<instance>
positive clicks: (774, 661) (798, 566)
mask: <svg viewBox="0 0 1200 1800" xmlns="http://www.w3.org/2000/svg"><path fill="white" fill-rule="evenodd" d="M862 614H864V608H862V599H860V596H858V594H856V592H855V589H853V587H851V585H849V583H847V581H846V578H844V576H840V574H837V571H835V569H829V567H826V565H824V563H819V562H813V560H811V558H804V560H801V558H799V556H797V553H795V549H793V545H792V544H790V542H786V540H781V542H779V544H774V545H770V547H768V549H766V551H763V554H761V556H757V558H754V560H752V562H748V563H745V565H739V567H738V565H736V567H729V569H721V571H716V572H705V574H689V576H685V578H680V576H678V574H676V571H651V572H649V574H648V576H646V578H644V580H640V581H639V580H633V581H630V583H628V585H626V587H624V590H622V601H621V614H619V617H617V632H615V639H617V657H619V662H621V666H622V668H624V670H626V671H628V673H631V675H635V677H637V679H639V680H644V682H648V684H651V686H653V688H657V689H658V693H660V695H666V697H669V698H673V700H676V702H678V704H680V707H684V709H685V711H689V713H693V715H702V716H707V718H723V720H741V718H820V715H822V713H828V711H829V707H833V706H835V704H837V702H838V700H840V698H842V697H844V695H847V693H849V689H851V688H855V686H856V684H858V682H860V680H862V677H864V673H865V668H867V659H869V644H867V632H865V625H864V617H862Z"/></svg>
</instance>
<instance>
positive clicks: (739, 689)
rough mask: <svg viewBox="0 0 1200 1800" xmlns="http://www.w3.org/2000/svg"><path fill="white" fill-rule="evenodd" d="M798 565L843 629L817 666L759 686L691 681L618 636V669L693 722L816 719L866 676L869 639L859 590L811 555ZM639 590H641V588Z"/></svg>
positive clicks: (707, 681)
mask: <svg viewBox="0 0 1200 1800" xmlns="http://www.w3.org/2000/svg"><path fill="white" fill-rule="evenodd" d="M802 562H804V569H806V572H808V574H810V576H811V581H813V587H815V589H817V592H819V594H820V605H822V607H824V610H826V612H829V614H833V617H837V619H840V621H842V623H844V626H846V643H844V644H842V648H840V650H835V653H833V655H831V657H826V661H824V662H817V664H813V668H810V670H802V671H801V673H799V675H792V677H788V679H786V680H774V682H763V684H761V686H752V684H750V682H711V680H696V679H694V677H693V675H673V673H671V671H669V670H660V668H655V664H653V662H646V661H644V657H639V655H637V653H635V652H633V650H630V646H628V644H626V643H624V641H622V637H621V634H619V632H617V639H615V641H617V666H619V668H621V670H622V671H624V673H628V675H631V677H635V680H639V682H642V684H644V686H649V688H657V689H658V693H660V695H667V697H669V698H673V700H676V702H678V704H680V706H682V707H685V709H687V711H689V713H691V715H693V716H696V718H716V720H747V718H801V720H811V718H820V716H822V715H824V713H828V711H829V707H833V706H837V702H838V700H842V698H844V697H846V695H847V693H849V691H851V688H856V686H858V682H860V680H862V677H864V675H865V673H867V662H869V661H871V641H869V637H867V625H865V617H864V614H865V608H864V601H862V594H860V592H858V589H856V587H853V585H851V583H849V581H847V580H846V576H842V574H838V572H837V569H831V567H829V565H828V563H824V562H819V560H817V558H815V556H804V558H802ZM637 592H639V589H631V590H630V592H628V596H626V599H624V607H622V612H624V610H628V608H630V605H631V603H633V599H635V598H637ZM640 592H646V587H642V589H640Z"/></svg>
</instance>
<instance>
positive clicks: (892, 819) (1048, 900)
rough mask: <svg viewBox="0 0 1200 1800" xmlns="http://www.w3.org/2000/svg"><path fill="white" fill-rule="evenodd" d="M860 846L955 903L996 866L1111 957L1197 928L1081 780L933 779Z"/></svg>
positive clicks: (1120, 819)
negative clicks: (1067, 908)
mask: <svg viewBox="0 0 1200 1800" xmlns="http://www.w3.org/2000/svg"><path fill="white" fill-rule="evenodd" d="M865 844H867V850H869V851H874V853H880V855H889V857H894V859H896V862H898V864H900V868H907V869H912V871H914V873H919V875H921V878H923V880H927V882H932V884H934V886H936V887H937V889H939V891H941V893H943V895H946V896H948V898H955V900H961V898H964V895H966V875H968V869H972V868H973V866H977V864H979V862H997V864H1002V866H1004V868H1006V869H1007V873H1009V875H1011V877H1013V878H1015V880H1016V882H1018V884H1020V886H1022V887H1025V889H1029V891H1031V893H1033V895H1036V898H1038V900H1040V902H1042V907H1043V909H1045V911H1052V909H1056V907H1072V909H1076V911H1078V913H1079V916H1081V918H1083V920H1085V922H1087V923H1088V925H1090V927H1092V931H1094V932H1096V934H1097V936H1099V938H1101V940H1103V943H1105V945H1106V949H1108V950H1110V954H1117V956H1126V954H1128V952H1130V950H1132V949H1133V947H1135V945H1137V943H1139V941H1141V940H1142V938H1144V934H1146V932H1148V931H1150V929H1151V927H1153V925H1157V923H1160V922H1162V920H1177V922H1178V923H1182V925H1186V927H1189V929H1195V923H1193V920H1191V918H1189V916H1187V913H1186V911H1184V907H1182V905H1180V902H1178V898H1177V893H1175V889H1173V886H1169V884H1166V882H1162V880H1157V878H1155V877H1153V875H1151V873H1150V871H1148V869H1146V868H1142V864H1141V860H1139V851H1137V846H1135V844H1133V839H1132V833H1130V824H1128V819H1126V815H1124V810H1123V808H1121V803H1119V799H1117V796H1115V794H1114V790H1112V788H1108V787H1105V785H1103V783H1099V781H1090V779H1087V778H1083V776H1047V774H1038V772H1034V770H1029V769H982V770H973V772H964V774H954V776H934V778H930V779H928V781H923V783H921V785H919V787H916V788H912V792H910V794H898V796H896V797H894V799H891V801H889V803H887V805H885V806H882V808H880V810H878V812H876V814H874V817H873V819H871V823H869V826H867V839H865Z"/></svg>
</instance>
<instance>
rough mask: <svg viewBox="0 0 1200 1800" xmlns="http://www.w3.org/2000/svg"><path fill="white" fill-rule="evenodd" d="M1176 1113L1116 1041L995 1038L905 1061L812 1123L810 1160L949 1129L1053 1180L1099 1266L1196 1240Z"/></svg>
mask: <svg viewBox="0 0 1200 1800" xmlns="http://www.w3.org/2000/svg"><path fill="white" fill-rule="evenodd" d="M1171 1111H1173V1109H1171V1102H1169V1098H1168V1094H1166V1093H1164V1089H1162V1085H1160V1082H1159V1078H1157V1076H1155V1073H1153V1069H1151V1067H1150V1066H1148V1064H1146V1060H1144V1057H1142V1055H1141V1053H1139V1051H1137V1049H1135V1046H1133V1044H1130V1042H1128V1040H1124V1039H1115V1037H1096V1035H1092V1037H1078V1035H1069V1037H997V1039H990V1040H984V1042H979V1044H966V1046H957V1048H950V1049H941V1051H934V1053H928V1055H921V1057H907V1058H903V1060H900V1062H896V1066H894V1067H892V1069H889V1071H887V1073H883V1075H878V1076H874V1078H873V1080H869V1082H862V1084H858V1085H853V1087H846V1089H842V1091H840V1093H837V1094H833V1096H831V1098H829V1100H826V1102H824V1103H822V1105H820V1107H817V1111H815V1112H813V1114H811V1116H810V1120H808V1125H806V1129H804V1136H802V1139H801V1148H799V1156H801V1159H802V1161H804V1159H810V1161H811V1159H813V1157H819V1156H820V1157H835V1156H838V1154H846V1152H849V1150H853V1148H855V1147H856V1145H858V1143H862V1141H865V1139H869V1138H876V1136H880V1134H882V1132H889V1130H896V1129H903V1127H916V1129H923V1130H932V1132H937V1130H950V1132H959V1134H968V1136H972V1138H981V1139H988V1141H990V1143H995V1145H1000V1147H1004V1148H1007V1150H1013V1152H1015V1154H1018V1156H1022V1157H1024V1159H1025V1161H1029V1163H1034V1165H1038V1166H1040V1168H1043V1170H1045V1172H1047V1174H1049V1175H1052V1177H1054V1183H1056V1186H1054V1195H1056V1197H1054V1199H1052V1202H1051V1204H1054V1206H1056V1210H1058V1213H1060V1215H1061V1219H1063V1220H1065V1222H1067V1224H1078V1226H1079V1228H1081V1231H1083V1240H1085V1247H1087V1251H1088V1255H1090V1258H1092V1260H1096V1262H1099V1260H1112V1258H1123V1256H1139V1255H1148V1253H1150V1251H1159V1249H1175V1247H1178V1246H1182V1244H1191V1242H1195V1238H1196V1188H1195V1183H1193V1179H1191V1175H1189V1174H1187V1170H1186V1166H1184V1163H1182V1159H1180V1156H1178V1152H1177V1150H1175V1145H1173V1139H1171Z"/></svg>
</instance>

++++++

Return each line exactly, beginning at the start of the material above and ending at the line that includes "565L843 629L817 666L759", with both of those kept.

Your response:
<instance>
positive clicks: (774, 661) (798, 566)
mask: <svg viewBox="0 0 1200 1800" xmlns="http://www.w3.org/2000/svg"><path fill="white" fill-rule="evenodd" d="M862 614H864V608H862V599H860V596H858V594H856V592H855V589H853V587H851V585H849V583H847V581H846V578H844V576H840V574H837V571H835V569H829V567H826V565H824V563H819V562H813V560H811V558H804V560H801V558H799V556H797V553H795V549H793V545H792V544H790V542H786V540H781V542H779V544H774V545H770V547H768V549H766V551H763V554H761V556H757V558H754V560H752V562H748V563H745V565H739V567H738V565H736V567H729V569H721V571H716V572H705V574H689V576H685V578H680V576H678V574H676V571H651V572H649V574H648V576H646V578H644V580H640V581H639V580H633V581H630V583H628V585H626V587H624V590H622V601H621V614H619V617H617V632H615V639H617V657H619V662H621V666H622V668H624V670H626V671H628V673H631V675H635V677H637V679H639V680H644V682H648V684H651V686H653V688H657V689H658V693H660V695H666V697H669V698H673V700H676V702H678V704H680V707H684V709H685V711H689V713H693V715H702V716H707V718H723V720H741V718H820V715H822V713H828V711H829V707H833V706H835V704H837V702H838V700H840V698H842V697H844V695H847V693H849V689H851V688H855V686H856V684H858V682H860V680H862V677H864V673H865V668H867V659H869V644H867V632H865V625H864V617H862Z"/></svg>
</instance>
<instance>
positive clicks: (739, 689)
rough mask: <svg viewBox="0 0 1200 1800" xmlns="http://www.w3.org/2000/svg"><path fill="white" fill-rule="evenodd" d="M798 565L843 629L817 666L759 686L691 681L618 636V669L693 722L816 719L866 676L869 639L859 590L811 555ZM639 590H641V588Z"/></svg>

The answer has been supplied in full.